What needs to be done.
Write out exactly the lines running from the line that includes "In this picture, where can the vertical" to the end of the data, both ends included, and nothing besides.

Given information.
============================================================

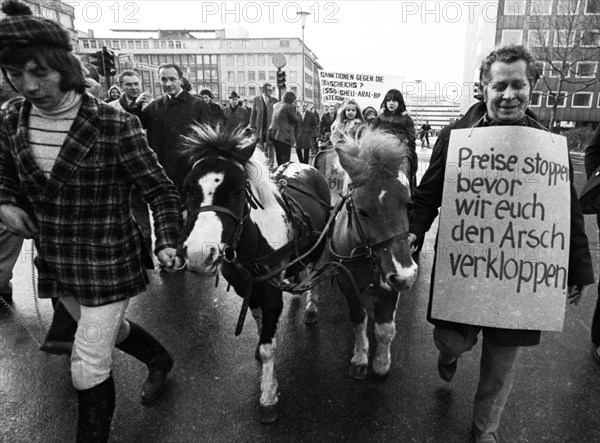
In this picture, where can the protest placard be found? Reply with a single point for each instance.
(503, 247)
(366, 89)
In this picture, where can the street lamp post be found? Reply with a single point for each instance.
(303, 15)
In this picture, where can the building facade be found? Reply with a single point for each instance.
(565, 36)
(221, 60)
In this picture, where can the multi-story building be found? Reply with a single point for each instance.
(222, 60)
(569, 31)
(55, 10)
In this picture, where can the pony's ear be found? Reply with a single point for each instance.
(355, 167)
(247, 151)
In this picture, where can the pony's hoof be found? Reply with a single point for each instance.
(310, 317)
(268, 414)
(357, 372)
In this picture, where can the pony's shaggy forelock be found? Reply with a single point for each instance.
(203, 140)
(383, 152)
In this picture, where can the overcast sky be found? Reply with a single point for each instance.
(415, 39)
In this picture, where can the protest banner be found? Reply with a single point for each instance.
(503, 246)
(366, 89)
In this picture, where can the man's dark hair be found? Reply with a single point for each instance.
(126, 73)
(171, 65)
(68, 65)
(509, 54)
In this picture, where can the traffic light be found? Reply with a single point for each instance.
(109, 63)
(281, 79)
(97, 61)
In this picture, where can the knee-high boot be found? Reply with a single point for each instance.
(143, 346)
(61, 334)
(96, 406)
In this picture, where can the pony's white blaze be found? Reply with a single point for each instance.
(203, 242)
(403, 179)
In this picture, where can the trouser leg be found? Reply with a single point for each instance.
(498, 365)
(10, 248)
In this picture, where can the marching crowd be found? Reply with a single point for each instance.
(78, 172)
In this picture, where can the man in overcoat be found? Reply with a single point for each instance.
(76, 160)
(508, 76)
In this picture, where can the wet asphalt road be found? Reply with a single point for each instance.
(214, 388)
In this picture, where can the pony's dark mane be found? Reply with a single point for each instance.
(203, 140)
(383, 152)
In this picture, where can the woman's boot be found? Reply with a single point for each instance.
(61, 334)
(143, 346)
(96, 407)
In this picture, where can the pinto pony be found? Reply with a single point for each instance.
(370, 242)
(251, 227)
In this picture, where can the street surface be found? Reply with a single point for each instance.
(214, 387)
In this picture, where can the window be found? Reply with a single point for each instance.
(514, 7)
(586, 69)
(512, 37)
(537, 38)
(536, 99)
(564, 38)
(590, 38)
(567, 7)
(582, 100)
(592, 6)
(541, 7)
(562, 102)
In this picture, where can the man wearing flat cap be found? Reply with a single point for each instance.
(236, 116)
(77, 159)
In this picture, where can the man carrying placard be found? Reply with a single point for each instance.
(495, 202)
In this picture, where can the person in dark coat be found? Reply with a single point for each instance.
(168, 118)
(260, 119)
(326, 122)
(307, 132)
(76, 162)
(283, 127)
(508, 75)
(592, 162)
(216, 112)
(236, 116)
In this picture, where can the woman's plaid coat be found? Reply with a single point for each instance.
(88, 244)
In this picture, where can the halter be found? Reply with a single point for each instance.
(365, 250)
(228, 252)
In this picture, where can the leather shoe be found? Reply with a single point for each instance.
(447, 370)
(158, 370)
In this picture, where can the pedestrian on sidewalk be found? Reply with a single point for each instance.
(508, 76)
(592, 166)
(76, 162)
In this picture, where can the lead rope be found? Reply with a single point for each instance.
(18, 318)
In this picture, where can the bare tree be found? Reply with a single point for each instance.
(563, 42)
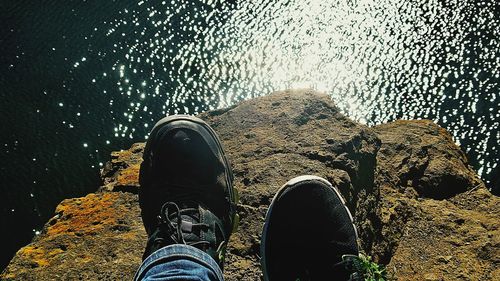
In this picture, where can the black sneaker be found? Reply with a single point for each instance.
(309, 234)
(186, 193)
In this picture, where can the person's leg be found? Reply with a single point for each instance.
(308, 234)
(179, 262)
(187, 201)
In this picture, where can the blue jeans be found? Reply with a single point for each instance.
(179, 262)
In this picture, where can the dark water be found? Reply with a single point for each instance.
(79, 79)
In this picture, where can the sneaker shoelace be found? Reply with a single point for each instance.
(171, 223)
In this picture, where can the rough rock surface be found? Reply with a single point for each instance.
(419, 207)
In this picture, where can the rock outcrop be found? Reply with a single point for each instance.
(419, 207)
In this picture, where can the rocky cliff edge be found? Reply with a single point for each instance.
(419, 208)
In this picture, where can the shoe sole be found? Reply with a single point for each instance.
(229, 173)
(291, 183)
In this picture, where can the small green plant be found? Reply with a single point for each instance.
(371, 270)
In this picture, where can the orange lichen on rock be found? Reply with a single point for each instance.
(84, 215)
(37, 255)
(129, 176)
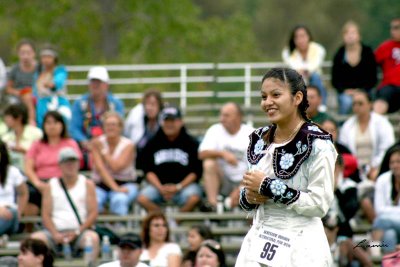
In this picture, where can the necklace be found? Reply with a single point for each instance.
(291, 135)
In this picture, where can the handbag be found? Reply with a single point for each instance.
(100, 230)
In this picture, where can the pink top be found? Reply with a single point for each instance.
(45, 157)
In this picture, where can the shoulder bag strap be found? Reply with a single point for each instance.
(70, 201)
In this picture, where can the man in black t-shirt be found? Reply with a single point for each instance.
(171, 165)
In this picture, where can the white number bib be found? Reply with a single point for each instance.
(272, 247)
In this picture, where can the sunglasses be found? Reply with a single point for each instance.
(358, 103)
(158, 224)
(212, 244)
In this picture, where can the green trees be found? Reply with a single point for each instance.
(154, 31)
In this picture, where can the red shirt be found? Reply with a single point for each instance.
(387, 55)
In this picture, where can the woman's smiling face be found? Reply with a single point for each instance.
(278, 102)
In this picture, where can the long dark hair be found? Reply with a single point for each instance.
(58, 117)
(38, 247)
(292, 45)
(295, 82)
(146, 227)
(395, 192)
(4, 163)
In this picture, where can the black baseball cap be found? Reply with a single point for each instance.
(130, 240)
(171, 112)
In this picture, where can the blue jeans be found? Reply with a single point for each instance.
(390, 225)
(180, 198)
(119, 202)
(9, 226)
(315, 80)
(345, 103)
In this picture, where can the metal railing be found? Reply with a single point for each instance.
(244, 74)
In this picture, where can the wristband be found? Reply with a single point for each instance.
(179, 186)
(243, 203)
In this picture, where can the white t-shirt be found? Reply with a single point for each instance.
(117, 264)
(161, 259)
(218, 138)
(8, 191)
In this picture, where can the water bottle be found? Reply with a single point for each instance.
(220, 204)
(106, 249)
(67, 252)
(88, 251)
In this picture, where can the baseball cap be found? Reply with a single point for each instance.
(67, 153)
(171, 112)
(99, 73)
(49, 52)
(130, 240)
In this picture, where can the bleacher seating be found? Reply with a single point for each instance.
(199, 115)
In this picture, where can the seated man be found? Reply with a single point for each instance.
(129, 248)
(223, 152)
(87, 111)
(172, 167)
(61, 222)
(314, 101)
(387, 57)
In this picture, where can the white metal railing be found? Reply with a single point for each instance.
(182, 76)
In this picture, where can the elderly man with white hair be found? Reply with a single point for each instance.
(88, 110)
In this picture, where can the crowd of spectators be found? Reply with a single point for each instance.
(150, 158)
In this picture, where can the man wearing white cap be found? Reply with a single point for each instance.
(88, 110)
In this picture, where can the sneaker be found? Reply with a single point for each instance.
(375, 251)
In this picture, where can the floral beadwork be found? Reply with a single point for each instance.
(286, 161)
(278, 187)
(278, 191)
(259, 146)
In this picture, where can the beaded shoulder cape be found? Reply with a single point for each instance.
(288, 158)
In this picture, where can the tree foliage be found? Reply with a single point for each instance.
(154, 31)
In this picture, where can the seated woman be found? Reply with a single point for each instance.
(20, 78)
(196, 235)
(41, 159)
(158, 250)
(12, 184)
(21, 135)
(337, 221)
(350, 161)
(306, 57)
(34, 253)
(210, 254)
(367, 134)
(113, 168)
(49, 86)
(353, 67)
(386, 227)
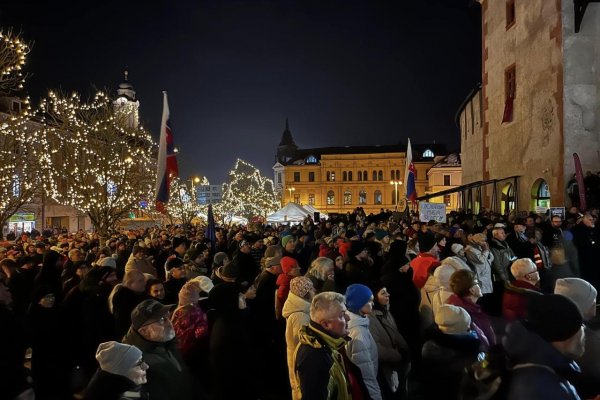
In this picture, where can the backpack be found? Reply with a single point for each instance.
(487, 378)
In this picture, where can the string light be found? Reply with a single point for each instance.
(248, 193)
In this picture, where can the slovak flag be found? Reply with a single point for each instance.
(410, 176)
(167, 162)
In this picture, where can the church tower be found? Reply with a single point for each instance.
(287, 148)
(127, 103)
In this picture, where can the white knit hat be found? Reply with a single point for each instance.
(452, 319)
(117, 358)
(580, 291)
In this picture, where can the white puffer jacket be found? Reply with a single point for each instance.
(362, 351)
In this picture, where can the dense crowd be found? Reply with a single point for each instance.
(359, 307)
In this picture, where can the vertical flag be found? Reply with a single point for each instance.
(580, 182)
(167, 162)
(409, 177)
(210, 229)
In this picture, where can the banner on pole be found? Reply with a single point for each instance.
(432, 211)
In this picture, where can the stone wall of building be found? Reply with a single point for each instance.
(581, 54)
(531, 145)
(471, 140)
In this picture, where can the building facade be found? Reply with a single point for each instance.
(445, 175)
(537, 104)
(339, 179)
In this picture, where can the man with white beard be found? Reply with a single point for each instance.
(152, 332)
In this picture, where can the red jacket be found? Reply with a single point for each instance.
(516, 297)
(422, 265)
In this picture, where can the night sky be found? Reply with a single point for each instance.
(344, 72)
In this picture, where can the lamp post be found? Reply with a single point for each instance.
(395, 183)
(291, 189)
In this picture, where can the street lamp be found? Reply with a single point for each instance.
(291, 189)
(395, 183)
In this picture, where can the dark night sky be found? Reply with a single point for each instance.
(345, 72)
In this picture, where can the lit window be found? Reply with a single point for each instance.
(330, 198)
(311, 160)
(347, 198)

============================================================

Written solution.
In this picture, where can the vertical flag be found? Reply with a single point for each instance.
(580, 182)
(167, 162)
(409, 177)
(210, 229)
In this picture, where can the banner on pole be found? Reply with a single point for each instance.
(432, 211)
In this picture, where can the stone wall of building be found? Reply with a single point for each instance.
(581, 54)
(531, 145)
(471, 140)
In this picture, where can the building facade be found? Reply with a single point for each instance.
(445, 175)
(537, 104)
(339, 179)
In this picture, where can the man with white beard be found? Reply with a single point for each instance.
(152, 332)
In this picture, where can the red jacket be found? Reply with a single point for each instance.
(516, 297)
(422, 265)
In this picture, where can the night sky be found? Reply with a single point for each instance.
(344, 72)
In this picture, where can the lamp post be found? Reply with a single point for each instance.
(395, 183)
(291, 189)
In this picture, where can the street lamp be found? Reply with a single point for each instance.
(291, 189)
(395, 183)
In this picture, where can the dark night sky be found? Reply with a single point for each instance.
(345, 72)
In this picture, where can the lit window be found? Reply with a single point for each instance.
(330, 198)
(311, 160)
(347, 198)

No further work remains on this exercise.